→ Supplied records:

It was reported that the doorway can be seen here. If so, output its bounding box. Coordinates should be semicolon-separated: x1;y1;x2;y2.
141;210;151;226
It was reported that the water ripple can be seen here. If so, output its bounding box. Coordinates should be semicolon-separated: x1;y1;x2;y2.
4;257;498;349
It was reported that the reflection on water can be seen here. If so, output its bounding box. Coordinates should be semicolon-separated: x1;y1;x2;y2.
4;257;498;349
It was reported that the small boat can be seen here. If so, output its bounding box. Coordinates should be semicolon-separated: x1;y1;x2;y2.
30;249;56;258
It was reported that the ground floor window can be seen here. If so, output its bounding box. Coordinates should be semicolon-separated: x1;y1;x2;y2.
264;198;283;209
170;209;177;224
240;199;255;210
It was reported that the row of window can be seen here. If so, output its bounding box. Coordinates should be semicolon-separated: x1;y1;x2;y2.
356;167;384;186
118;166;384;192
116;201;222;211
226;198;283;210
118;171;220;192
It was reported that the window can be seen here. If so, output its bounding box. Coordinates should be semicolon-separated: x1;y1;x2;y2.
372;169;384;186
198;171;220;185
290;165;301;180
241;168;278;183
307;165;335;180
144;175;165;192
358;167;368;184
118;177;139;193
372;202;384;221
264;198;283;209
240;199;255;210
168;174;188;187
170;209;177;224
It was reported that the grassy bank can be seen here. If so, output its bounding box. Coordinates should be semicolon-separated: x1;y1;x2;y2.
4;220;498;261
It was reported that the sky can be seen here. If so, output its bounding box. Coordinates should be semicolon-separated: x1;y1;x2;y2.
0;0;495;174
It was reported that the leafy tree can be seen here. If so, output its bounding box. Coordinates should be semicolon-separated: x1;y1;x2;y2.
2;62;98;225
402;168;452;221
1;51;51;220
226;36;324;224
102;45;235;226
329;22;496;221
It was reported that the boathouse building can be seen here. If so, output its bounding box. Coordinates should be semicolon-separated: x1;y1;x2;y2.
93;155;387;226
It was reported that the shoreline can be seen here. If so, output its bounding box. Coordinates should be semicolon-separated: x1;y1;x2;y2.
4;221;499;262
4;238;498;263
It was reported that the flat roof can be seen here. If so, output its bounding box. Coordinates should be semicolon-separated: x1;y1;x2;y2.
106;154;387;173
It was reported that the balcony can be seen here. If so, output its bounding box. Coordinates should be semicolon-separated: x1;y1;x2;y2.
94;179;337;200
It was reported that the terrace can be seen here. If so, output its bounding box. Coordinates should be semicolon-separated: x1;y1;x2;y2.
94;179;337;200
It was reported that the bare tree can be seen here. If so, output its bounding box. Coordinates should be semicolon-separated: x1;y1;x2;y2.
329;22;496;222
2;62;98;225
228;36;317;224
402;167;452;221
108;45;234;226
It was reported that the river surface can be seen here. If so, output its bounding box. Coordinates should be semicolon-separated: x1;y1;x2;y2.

→ What is expected: Please copy the listing starting at the line that has "It was reported that the sky" and ending after the line that has "93;155;387;226", substituting "green tree" for "leafy tree" and leaving all else unchanged.

→ Expected answer:
It was reported that the sky can be seen here. If so, output its bounding box. Coordinates should be semicolon-separated: x1;y1;x2;y2.
0;0;495;174
It was reported that the green tree can be seen here. If so, output its bounding box. Coordinates should be semicolon-separated: x1;y1;x2;y2.
2;62;98;225
402;168;452;221
1;51;51;220
226;36;324;224
102;45;235;226
329;22;496;221
It was reported that the boathouse building can be seen here. If so, output its bounding box. Coordinates should be semicolon-separated: x1;y1;x2;y2.
93;155;387;226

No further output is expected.